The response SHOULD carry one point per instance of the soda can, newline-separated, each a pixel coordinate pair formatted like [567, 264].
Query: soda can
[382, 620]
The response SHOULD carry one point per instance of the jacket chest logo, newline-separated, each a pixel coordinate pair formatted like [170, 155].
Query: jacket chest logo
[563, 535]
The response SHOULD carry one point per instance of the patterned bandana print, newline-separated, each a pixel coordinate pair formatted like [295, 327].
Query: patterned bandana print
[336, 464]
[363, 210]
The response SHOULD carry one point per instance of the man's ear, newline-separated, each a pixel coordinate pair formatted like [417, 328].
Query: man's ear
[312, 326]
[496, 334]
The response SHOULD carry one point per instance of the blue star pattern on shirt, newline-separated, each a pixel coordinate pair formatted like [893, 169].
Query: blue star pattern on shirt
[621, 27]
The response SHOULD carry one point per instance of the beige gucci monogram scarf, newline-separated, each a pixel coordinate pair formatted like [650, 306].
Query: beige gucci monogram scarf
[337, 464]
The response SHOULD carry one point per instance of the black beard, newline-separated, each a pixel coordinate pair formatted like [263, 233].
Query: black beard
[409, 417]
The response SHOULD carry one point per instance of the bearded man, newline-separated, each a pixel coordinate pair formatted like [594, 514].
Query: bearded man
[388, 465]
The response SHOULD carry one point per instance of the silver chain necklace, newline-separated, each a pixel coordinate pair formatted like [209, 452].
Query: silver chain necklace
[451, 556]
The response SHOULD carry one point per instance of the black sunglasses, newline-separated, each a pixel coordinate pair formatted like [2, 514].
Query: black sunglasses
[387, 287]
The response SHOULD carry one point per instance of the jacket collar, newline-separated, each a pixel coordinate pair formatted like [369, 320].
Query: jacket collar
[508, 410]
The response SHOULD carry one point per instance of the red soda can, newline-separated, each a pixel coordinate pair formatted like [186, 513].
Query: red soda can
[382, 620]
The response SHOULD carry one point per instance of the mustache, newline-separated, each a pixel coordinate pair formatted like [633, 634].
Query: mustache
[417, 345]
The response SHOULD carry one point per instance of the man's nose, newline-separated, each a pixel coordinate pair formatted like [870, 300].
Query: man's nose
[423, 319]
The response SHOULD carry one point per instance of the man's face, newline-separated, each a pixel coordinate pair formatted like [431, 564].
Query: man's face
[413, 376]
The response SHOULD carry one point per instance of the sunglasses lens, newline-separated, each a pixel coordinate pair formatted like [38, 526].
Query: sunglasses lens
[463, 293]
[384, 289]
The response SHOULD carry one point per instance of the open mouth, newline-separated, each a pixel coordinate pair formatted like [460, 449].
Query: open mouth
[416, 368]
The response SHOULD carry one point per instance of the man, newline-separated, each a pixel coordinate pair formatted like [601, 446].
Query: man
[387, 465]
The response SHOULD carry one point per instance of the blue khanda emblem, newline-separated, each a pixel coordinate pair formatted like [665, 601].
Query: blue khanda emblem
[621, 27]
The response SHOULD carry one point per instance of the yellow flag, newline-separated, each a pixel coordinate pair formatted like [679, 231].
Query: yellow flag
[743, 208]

◆ EXERCISE BRIEF
From the first line to the last, print the listing above exactly.

◆ ANSWER SPACE
The response SHOULD carry one point per instance of the soda can, newline-separated, each a pixel coordinate pair formatted like [567, 264].
Query: soda can
[382, 620]
The response SHOULD carry one point per instance of the jacket chest logo, newline-separated, each a pixel coordinate pair formatted like [170, 155].
Query: jacket chest logo
[563, 535]
The response SHOULD carry one point per instance of the patterned bandana print, newline-separated, each a pixel coordinate pair formatted like [295, 327].
Query: patterned bandana print
[336, 464]
[363, 210]
The response SHOULD carry one point per instance of the man's ear, newline-separated, each a pixel coordinate pair formatted like [417, 328].
Query: man's ear
[312, 326]
[496, 334]
The response SHOULD carry one point per instance of the blue star pattern on shirt, newline-separated, each a pixel coordinate pair formatted like [893, 169].
Query: blue star pattern on shirt
[621, 27]
The response SHOULD carry one point per instance of the beige gucci monogram scarf, newline-separated, each a pixel coordinate pair formatted like [650, 306].
Query: beige gucci monogram scarf
[337, 464]
The response SHOULD carry one point per instance of the black beard, newline-separated, each a pixel coordinate pair formatted like [263, 233].
Query: black beard
[409, 417]
The response SHOULD carry one point per instance of the bearded man, newline-separated, each a pixel coordinate pair formatted like [594, 514].
Query: bearded man
[388, 465]
The response SHOULD carry one point per instance of the silver chain necklace, newline-separated, each a pixel coordinate pair formatted like [209, 452].
Query: silver chain necklace
[451, 556]
The response SHOULD carry one point per instance of the black sunglasses, newline-separated, each a pixel coordinate pair formatted like [2, 514].
Query: black sunglasses
[387, 287]
The response SHOULD carry one point per instance of the jacket collar, newline-separated, each a pixel coordinate pair formatted like [369, 320].
Query: jacket collar
[508, 410]
The response SHOULD carry one point per instance of the red soda can, newline-separated, each a pixel coordinate pair formatted like [186, 513].
Query: red soda can
[382, 620]
The response SHOULD carry one point per instance of the mustache, newline-separated, each a pixel coordinate pair formatted like [633, 634].
Query: mustache
[417, 345]
The response SHOULD carry one point per instance of the man's nose, newline-separated, each a pixel coordinate pair formatted like [870, 300].
Query: man's nose
[423, 319]
The response SHOULD carry one point per instance of the man's face, newline-separated, each a pixel coordinate pair formatted like [431, 564].
Query: man's face
[413, 376]
The response SHOULD carry one point per instance of the sunglasses lens, newline-separated, each a pixel coordinate pair formatted like [38, 526].
Query: sunglasses lens
[463, 293]
[384, 289]
The response SHOULD carry one point per instance of the open mouth, newline-separated, each a pixel coordinate pair formatted like [460, 449].
Query: open mouth
[416, 368]
The response SHOULD carry one point per instance of the man, newline-separated, each a pixel coordinate pair formatted like [601, 446].
Query: man
[387, 465]
The response SHOULD carry one point per instance of the blue khanda emblem, newline-separated, each a pixel coordinate pair formatted like [665, 601].
Query: blue khanda emblem
[621, 27]
The response SHOULD carry one point per instance of the yellow flag, newline-separated, each a pixel coordinate pair formatted like [679, 231].
Query: yellow flag
[743, 208]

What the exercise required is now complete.